INSTRUCTION – Please give the lines from the one containing "Mark the black suitcase, one" through the final line, both ends included, as a JSON list of strings with one string per line and no blank lines.

(Pointing lines for labeled objects)
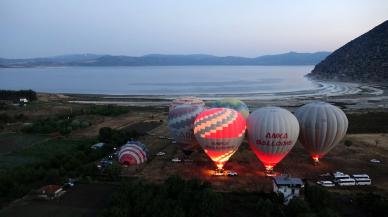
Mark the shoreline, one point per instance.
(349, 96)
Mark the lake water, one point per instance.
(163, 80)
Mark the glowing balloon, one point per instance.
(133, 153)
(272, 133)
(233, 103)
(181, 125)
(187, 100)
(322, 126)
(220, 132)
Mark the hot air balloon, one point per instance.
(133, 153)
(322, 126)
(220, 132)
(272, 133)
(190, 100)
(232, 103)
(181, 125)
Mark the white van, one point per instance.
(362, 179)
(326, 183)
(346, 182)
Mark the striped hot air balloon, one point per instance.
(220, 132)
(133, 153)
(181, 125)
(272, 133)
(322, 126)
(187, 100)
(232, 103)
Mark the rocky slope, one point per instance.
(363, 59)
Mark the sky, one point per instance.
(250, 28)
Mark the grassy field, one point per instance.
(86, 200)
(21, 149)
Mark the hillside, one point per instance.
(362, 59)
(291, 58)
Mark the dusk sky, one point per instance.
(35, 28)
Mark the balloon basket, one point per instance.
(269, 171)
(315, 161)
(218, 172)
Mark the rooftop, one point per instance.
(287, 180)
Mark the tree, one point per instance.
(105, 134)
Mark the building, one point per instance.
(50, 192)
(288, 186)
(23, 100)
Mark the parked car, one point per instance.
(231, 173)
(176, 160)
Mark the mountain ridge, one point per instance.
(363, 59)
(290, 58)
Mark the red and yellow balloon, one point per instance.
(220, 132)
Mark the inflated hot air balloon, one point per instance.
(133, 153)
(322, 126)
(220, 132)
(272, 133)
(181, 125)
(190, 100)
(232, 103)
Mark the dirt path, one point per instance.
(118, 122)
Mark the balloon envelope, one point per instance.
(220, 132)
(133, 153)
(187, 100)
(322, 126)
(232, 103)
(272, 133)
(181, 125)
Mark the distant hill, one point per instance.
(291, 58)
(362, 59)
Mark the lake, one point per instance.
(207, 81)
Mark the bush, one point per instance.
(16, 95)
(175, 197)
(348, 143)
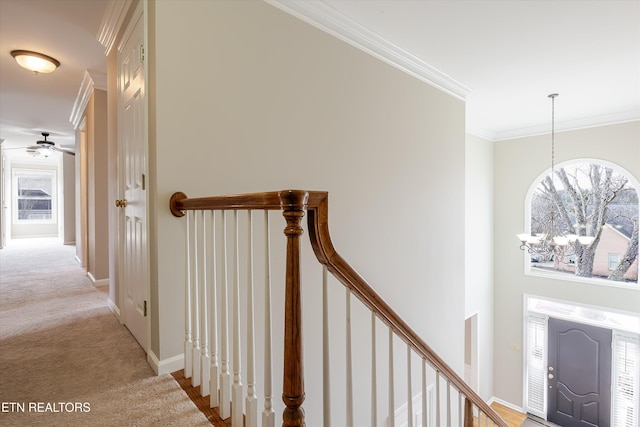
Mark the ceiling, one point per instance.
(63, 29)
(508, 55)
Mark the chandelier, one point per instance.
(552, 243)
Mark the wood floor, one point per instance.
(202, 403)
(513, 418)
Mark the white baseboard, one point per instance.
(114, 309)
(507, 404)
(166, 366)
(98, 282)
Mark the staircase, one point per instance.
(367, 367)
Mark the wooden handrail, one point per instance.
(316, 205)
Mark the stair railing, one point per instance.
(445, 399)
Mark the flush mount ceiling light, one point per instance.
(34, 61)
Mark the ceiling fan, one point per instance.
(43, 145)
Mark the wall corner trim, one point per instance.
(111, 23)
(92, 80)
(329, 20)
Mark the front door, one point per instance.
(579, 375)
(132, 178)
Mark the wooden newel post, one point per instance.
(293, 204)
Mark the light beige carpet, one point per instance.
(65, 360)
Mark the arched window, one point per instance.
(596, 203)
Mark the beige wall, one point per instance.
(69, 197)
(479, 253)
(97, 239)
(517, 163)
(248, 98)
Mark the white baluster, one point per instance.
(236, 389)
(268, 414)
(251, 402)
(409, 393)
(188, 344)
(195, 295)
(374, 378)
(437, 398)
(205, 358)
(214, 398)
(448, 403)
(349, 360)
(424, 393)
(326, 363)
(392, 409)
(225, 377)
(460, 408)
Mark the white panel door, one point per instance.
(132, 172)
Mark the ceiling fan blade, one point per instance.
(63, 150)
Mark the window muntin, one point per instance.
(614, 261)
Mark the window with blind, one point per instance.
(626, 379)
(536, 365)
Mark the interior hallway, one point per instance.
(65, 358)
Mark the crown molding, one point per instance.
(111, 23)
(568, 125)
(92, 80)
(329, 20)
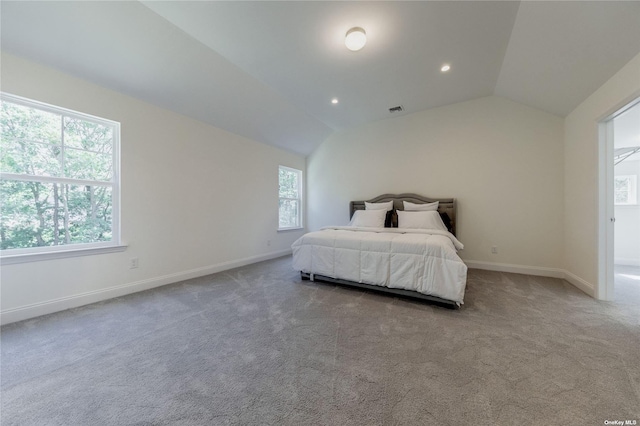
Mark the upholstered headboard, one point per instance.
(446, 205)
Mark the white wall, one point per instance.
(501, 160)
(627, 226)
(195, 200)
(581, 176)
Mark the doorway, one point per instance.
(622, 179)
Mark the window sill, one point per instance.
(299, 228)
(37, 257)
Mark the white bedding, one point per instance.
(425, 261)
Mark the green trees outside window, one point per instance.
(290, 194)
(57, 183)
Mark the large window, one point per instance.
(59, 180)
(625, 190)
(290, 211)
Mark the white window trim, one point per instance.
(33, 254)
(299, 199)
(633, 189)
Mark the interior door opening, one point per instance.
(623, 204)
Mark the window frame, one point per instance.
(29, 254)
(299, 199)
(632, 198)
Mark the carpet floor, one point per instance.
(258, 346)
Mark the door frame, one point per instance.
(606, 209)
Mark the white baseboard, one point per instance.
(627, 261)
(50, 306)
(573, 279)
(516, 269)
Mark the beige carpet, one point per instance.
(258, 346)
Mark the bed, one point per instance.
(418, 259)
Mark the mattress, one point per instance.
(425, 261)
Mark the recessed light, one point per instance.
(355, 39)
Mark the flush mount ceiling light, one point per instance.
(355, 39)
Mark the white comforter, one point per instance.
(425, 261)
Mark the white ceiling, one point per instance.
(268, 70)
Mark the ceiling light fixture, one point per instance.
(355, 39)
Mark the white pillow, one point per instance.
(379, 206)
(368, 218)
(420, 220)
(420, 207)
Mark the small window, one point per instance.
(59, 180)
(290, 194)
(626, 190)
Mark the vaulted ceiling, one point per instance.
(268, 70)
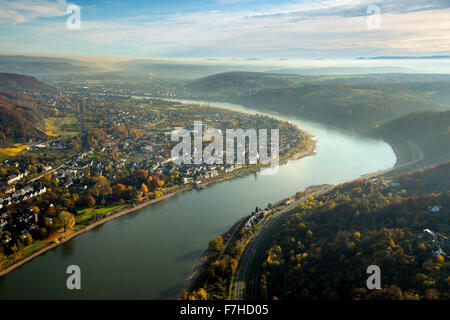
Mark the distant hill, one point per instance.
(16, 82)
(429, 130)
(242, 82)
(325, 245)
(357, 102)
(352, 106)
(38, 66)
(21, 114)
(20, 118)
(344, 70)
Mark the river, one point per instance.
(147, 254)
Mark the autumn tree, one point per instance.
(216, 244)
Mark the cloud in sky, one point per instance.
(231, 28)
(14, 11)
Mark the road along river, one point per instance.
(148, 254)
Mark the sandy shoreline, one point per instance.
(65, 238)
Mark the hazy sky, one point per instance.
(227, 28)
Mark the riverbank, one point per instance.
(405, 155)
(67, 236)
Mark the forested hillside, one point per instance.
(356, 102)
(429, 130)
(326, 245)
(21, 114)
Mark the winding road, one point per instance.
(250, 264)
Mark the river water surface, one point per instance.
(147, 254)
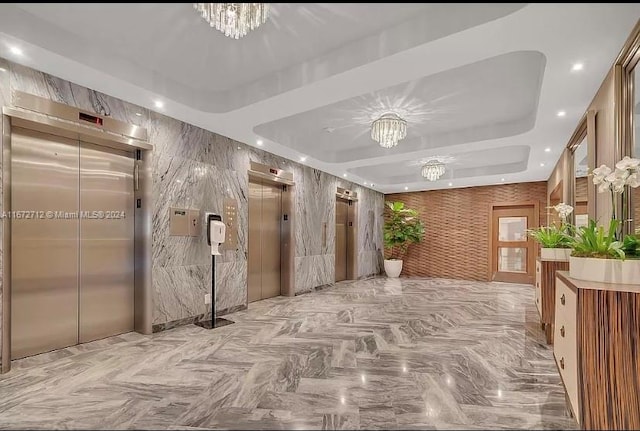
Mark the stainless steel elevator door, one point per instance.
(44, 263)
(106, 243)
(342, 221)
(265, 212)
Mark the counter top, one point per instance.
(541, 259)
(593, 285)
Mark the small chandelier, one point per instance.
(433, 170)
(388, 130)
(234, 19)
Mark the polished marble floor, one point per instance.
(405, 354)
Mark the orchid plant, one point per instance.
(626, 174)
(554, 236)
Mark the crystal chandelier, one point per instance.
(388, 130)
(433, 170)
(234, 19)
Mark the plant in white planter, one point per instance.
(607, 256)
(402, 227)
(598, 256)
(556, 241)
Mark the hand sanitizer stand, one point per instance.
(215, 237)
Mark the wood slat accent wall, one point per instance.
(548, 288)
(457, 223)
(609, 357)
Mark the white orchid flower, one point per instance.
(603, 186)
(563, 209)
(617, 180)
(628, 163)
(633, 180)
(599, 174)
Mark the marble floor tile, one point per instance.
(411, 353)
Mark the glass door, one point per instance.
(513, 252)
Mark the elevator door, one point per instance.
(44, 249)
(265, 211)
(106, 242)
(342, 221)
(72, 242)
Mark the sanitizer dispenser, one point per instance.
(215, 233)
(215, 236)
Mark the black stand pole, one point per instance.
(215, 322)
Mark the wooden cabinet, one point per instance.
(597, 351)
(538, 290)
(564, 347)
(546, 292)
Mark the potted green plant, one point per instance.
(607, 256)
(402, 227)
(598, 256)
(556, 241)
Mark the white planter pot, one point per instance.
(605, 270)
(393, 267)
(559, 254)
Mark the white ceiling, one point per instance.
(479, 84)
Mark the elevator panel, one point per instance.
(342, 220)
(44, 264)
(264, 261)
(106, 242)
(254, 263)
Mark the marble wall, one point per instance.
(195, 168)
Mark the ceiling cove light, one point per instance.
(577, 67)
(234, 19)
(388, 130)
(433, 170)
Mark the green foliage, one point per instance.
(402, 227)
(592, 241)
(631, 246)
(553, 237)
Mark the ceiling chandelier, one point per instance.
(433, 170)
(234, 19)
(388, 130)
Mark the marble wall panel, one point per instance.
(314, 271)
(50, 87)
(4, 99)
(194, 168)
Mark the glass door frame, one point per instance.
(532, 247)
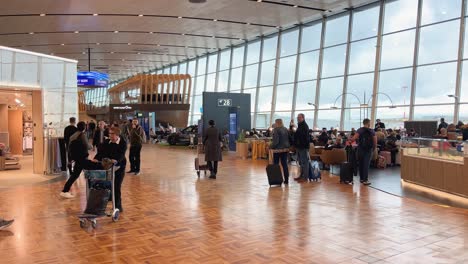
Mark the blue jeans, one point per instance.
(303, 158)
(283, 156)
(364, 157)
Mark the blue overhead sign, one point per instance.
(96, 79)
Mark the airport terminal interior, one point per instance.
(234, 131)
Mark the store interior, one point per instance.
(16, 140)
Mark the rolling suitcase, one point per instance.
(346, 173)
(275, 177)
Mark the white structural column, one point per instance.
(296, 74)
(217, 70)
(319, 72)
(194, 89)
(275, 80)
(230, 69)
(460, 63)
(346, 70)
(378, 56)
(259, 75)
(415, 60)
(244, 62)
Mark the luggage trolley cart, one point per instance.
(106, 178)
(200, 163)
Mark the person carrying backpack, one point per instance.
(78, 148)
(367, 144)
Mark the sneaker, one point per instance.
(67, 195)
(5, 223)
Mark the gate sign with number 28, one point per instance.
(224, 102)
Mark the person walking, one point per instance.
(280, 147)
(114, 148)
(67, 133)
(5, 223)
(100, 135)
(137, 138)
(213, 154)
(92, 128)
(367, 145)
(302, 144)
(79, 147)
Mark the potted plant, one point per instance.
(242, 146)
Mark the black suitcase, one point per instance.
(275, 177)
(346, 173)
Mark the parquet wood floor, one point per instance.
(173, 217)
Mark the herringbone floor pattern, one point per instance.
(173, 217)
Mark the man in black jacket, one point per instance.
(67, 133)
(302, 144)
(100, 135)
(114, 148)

WRITTEN ANSWER –
[
  "Mark the black suitcase, one point per instance.",
  "(275, 177)",
  "(346, 173)",
  "Mark the parquet wood floor, one point per instance.",
  "(173, 217)",
  "Mark the herringbone floor pattern, one point per instance.",
  "(173, 217)",
  "Mark the man in black jacket, one point per instance.",
  "(67, 133)",
  "(302, 144)",
  "(100, 135)",
  "(114, 148)"
]